◆ Passage provided:

>> begin

= Glossary of notaphily =

List of terms in study of paper currency

This page is a glossary of notaphily. Notaphily is the study of paper money or banknotes.

==Terms==

Back:
- Preferred term for the reverse side of a note.

Back plate number (U.S.A.):
- Small number found on the lower right side of the back of a bill. Officially known as a Check Number, it provides a cross-reference to the Plate Serial Number on the front.

Banknote:
- Paper currency issued by a bank as opposed to a government.

BEP (U.S.A.):
- The Bureau of Engraving and Printing (United States).

Border:
- Outer edge of the design on the back and front where the design ends and plain currency paper begins.

Brick (U.S.A.):
- Unit of measurement used by the BEP. A strap is 100 notes banded together, forty straps make a brick. Consists of 4000 notes weighing about 4 kilograms or 8.8 pounds.

Broken bank note:
- Currency issued by a now defunct bank. Also referred to as obsolete banknote.

Changeover notes:
- A run of notes with a change in signatures, series, or varieties without an interruption in the serial numbering. Occasionally, duplicate serial numbers can occur.

Check number:
- Small number found on the lower right of a note, used to cross reference plate numbers.

>> end

◆ Your task:
Update the notaphily glossary from the passage starting at "List of terms" and ending at "to a government.", and replace "reverse" with "rear".

◆ Material provided:
>> begin

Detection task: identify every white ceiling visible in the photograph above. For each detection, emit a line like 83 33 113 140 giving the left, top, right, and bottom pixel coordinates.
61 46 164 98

>> end

◆ Task answer:
List of terms in study of paper currency

This page is a glossary of notaphily. Notaphily is the study of paper money or banknotes.

==Terms==

Back:
- Preferred term for the rear side of a note.

Back plate number (U.S.A.):
- Small number found on the lower right side of the back of a bill. Officially known as a Check Number, it provides a cross-reference to the Plate Serial Number on the front.

Banknote:
- Paper currency issued by a bank as opposed to a government.